** Start Stored rows **

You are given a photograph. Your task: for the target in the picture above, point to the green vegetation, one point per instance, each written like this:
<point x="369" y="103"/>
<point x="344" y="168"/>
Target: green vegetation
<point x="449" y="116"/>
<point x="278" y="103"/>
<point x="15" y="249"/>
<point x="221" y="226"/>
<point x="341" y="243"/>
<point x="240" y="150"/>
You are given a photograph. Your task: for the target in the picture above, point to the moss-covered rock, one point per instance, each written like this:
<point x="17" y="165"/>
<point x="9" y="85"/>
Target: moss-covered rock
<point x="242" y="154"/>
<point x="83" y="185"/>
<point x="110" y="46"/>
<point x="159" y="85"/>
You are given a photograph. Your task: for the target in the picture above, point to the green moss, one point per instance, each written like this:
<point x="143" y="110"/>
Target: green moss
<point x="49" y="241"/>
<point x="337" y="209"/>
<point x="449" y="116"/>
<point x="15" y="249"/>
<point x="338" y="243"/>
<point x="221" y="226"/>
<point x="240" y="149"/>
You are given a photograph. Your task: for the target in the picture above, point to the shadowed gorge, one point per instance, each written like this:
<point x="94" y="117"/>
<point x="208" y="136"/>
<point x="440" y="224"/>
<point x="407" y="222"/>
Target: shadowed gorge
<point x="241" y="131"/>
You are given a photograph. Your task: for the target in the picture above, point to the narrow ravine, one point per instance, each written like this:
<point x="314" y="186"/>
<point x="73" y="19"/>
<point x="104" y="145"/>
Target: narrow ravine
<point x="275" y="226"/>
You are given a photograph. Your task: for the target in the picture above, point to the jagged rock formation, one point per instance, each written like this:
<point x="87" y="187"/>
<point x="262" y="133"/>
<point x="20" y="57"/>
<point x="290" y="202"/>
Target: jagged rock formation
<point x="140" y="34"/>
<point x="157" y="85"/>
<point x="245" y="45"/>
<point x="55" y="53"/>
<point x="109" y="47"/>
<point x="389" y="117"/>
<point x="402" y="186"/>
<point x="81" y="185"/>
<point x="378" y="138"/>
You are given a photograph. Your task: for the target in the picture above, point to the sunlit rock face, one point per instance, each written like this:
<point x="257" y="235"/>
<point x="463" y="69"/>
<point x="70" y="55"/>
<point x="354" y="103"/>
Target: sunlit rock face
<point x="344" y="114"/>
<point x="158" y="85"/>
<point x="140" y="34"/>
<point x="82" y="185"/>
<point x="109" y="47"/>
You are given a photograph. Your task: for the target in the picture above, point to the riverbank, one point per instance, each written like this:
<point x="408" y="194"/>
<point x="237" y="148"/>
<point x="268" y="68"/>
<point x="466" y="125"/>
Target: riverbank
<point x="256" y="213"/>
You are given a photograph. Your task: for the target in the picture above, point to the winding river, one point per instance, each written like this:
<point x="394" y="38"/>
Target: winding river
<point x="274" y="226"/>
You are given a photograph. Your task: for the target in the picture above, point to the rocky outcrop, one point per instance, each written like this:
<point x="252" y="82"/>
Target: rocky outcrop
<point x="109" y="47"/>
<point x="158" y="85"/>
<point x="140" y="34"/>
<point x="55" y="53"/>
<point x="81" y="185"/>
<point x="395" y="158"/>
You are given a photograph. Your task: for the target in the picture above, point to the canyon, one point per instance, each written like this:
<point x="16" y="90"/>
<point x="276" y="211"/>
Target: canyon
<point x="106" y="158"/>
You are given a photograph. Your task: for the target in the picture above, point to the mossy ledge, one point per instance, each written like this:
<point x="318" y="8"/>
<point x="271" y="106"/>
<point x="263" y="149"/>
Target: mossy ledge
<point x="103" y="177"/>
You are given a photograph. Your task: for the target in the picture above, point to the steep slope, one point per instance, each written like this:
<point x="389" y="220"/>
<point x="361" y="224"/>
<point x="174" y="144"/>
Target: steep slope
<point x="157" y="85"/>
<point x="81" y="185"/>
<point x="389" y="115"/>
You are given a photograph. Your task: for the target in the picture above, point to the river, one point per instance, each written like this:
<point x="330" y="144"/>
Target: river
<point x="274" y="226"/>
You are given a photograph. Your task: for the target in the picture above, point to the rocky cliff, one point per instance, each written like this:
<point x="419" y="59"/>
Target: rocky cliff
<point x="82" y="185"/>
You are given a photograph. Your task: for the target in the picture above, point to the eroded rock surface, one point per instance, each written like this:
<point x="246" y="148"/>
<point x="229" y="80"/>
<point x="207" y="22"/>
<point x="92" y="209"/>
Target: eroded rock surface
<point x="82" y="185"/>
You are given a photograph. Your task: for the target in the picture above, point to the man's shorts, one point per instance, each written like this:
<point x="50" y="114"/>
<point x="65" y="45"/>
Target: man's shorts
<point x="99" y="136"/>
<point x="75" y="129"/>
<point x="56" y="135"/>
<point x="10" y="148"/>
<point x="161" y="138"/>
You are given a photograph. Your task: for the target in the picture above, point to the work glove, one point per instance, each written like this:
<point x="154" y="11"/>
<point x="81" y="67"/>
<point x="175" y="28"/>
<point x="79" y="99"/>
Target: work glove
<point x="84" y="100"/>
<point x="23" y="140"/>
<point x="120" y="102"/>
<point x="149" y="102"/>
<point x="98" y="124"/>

** End Stored rows **

The whole listing above needs to be written out again exactly.

You are given a photograph. Your task: for the target in the picture above, point to the green vegetation, one point per instance, each written like this:
<point x="369" y="103"/>
<point x="344" y="168"/>
Target: green vegetation
<point x="449" y="116"/>
<point x="278" y="103"/>
<point x="15" y="249"/>
<point x="221" y="226"/>
<point x="341" y="243"/>
<point x="240" y="150"/>
You are given a photograph. Your task: for the target in the picture above, point to the moss-covered rock, one point per instance, each written like this:
<point x="17" y="165"/>
<point x="9" y="85"/>
Target: moss-covered rock
<point x="242" y="154"/>
<point x="83" y="185"/>
<point x="110" y="46"/>
<point x="159" y="85"/>
You are given a photograph. Your task: for the target in the picture above, point to the green moss, one point per instance, each written like this:
<point x="143" y="110"/>
Target: green moss
<point x="49" y="241"/>
<point x="337" y="209"/>
<point x="449" y="116"/>
<point x="15" y="249"/>
<point x="338" y="243"/>
<point x="221" y="226"/>
<point x="240" y="149"/>
You are given a photograph. Your task: for the target in the picture above, point to the shadowed gorge, one point per instance, each written like this:
<point x="94" y="117"/>
<point x="208" y="136"/>
<point x="440" y="224"/>
<point x="407" y="222"/>
Target: shadowed gorge
<point x="241" y="131"/>
You are given a photograph. Your task: for the target in the picture above, point to the narrow ravine, one point per instance, each written like this:
<point x="314" y="186"/>
<point x="73" y="19"/>
<point x="104" y="145"/>
Target: narrow ravine
<point x="275" y="226"/>
You are given a photograph. Your task: for the target in the picture above, point to the jagged rock formation, one point per instance, each written like this:
<point x="87" y="187"/>
<point x="262" y="133"/>
<point x="20" y="57"/>
<point x="290" y="202"/>
Target: jagged rock formation
<point x="140" y="34"/>
<point x="157" y="85"/>
<point x="245" y="45"/>
<point x="55" y="53"/>
<point x="109" y="47"/>
<point x="389" y="117"/>
<point x="402" y="186"/>
<point x="81" y="185"/>
<point x="378" y="138"/>
You are given a photograph. Your task: for the target in the picture above, point to the sunlit rock face, one point per instance, each written like this:
<point x="257" y="235"/>
<point x="463" y="69"/>
<point x="70" y="55"/>
<point x="354" y="103"/>
Target: sunlit rock face
<point x="344" y="114"/>
<point x="158" y="85"/>
<point x="140" y="34"/>
<point x="82" y="185"/>
<point x="109" y="47"/>
You are given a photograph. Your task: for the target in the picture above, point to the riverbank, one point per instance, each written like this:
<point x="408" y="194"/>
<point x="237" y="148"/>
<point x="268" y="68"/>
<point x="466" y="125"/>
Target: riverbank
<point x="256" y="213"/>
You are given a photograph. Your task: for the target in the picture above, point to the winding river, one point per instance, each written like this:
<point x="394" y="38"/>
Target: winding river
<point x="274" y="226"/>
You are given a photograph. Your task: for the target in the picture above, point to the rocky outcrop, one point per instance, each written like this:
<point x="252" y="82"/>
Target: rocky outcrop
<point x="109" y="47"/>
<point x="158" y="85"/>
<point x="140" y="34"/>
<point x="55" y="53"/>
<point x="81" y="185"/>
<point x="395" y="158"/>
You are given a photograph. Your task: for the target in the picture above, point to the canyon, one point per instance, each written like this:
<point x="16" y="90"/>
<point x="276" y="211"/>
Target: canyon
<point x="106" y="158"/>
You are given a photograph. Your task: for the target in the picture above, point to the mossy ledge, one point per instance, each written like this:
<point x="318" y="8"/>
<point x="271" y="106"/>
<point x="263" y="149"/>
Target: mossy ledge
<point x="103" y="177"/>
You are given a photograph. Your task: for the target in the picture above, point to the steep slope, one point per instance, each written like this:
<point x="389" y="220"/>
<point x="361" y="224"/>
<point x="174" y="144"/>
Target: steep slope
<point x="157" y="85"/>
<point x="81" y="185"/>
<point x="389" y="115"/>
You are given a photograph. Your task: for the target in the picture above, point to the river, one point per instance, each written like this:
<point x="330" y="144"/>
Target: river
<point x="274" y="226"/>
You are given a photograph. Your task: for the target in the picture above, point to the rocky cliff, one point per instance, each written like this:
<point x="419" y="59"/>
Target: rocky cliff
<point x="82" y="185"/>
You are given a photograph. Your task: for the target in the picture above, point to the eroded rock surface, one point per instance, each written like this:
<point x="246" y="148"/>
<point x="229" y="80"/>
<point x="207" y="22"/>
<point x="92" y="209"/>
Target: eroded rock surface
<point x="82" y="185"/>
You are given a photograph. Your task: for the target in the picture above, point to the man's shorts, one point per instance, each written like this:
<point x="50" y="114"/>
<point x="65" y="45"/>
Target: man's shorts
<point x="99" y="136"/>
<point x="75" y="129"/>
<point x="56" y="135"/>
<point x="10" y="148"/>
<point x="161" y="138"/>
You are given a photograph. Your task: for the target in the picture above, point to the work glove, one point per instance, each written like this:
<point x="154" y="11"/>
<point x="81" y="67"/>
<point x="175" y="28"/>
<point x="79" y="99"/>
Target: work glove
<point x="84" y="100"/>
<point x="23" y="140"/>
<point x="120" y="102"/>
<point x="149" y="102"/>
<point x="98" y="124"/>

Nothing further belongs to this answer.